Copy out exactly each line from the line with "Expected output: for each instance of the monkey's leg, one" through the last line of the material below.

── Working data

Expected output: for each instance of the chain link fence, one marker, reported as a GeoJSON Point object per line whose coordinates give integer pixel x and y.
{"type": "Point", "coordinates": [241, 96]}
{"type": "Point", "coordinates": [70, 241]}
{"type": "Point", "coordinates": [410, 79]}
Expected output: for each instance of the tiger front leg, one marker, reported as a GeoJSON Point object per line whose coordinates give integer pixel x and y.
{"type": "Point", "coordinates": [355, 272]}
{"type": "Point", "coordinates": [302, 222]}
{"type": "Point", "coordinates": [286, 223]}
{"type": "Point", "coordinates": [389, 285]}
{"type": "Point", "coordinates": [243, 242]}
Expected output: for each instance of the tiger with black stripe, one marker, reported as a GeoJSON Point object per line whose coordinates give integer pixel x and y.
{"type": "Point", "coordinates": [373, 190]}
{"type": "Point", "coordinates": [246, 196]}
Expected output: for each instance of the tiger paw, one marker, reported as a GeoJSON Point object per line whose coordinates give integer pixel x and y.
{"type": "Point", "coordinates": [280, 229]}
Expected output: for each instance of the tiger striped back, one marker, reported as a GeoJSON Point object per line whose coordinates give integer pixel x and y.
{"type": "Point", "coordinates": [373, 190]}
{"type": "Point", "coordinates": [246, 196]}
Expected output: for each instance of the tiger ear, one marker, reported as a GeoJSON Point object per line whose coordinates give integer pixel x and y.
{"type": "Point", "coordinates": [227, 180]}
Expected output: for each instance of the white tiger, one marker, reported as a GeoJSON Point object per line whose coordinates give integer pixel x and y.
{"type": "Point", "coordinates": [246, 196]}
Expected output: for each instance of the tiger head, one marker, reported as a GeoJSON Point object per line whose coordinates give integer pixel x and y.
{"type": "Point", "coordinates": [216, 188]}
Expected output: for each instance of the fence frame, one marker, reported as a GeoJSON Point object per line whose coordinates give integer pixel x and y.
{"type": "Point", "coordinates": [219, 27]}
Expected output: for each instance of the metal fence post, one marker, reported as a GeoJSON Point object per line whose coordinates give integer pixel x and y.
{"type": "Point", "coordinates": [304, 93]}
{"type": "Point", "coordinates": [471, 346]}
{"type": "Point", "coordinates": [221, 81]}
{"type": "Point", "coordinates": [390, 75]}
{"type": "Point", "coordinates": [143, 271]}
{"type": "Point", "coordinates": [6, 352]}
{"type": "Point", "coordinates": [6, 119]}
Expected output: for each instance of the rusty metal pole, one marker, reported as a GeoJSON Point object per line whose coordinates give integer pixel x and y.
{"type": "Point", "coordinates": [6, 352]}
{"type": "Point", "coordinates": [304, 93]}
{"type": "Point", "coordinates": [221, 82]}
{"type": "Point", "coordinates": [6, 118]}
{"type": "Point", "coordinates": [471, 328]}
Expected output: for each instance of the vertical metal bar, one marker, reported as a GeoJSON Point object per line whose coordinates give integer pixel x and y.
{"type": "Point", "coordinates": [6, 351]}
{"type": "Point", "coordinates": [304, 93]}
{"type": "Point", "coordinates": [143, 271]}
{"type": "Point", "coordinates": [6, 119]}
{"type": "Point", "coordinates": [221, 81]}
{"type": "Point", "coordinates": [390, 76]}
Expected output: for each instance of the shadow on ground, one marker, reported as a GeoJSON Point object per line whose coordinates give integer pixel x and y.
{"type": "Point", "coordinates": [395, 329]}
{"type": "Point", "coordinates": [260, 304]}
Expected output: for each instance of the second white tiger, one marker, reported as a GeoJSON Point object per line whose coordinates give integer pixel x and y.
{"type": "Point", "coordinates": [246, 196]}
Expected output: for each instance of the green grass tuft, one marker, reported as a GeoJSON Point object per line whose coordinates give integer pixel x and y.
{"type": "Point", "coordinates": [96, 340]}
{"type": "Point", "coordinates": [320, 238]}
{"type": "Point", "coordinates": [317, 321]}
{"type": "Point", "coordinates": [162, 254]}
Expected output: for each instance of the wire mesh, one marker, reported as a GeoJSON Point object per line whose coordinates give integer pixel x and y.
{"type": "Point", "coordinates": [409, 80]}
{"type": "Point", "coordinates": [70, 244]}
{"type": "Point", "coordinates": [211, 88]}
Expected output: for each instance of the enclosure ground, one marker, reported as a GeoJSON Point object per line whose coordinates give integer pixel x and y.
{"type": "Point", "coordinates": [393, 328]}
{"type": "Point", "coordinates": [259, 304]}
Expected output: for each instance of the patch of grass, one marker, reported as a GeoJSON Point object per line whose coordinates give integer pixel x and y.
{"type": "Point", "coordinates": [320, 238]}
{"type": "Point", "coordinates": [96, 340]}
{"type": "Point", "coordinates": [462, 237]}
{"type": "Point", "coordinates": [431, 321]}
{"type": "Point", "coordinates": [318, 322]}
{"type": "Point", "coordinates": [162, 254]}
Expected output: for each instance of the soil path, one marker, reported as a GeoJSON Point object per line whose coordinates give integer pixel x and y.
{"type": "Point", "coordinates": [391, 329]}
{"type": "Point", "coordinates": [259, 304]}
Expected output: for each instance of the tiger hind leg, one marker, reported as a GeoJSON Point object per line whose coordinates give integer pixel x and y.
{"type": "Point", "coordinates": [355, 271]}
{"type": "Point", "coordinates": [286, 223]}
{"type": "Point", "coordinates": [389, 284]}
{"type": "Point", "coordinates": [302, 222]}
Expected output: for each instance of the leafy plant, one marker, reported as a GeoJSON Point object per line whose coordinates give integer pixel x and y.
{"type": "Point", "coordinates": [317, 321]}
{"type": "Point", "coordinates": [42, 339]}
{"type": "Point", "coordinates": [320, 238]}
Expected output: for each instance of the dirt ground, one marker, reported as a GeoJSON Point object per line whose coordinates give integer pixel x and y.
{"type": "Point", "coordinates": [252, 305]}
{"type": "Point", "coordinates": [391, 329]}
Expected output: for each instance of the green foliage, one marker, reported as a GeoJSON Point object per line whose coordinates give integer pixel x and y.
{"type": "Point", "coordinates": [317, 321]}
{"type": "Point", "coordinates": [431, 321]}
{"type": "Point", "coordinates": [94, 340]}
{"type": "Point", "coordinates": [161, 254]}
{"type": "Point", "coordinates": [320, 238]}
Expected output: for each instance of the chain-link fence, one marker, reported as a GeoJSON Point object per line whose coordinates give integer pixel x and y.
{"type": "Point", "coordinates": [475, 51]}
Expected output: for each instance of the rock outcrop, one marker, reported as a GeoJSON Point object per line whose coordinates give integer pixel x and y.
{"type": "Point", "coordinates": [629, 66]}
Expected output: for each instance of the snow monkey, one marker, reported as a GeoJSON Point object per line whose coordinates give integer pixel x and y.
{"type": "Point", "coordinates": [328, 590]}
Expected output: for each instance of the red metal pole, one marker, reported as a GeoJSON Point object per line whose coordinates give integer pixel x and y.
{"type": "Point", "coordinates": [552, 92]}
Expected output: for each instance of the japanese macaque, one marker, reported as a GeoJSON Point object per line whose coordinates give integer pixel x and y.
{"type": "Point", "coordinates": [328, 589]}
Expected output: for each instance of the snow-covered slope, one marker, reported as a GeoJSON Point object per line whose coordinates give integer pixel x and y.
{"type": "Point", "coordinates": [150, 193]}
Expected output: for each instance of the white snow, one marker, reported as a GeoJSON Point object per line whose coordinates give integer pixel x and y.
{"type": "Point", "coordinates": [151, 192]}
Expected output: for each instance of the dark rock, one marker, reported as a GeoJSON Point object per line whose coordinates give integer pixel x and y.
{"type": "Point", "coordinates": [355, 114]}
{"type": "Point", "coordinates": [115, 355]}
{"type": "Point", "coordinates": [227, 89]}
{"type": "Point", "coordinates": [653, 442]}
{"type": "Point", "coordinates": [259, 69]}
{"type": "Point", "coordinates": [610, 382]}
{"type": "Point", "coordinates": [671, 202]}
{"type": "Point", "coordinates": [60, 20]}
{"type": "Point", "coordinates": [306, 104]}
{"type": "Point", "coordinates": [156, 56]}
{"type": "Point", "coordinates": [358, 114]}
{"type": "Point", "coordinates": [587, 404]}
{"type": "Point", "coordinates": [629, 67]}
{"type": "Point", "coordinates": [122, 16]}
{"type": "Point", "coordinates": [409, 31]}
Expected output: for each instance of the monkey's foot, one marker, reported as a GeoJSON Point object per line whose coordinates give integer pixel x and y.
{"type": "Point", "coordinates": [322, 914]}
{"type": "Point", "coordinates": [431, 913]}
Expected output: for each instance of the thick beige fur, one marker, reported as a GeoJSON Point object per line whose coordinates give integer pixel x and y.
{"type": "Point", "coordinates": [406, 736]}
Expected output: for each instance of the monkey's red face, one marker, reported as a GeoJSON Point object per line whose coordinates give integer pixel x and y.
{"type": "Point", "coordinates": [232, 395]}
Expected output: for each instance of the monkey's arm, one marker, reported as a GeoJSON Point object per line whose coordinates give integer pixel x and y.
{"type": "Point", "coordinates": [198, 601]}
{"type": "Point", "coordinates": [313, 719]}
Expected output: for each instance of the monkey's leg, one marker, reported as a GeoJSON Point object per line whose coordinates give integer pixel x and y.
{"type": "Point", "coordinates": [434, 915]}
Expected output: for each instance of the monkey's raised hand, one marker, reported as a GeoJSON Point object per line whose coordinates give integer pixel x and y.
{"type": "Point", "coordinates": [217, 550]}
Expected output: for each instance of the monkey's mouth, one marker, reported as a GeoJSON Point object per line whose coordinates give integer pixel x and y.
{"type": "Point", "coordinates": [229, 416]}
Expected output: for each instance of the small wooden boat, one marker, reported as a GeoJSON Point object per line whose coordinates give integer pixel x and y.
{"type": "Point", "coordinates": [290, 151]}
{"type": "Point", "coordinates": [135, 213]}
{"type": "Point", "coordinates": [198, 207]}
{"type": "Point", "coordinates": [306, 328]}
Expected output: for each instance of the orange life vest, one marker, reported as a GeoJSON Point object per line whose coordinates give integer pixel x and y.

────

*Worked answer*
Expected output: for each instance of the monkey's leg, one marker, reported as a GeoJSON Point object per line whose coordinates give integer pixel x and y.
{"type": "Point", "coordinates": [434, 915]}
Expected output: for each instance of the monkey's raised hand, one marker, reported as a GeoJSON Point object per line whose coordinates give integer pixel x and y.
{"type": "Point", "coordinates": [217, 550]}
Expected output: for each instance of the monkey's mouth, one marker, reported as a GeoJSON Point object per line whose coordinates give integer pixel x and y.
{"type": "Point", "coordinates": [229, 416]}
Expected output: for each instance of the small wooden boat, one marker, reported as a GeoJSON Point object per line whose coordinates give integer pixel x and y.
{"type": "Point", "coordinates": [290, 151]}
{"type": "Point", "coordinates": [135, 213]}
{"type": "Point", "coordinates": [198, 207]}
{"type": "Point", "coordinates": [306, 328]}
Expected output: for each instance of the orange life vest, one marker, reported as a GeoJSON Point object per line whose coordinates give integer pixel x and y.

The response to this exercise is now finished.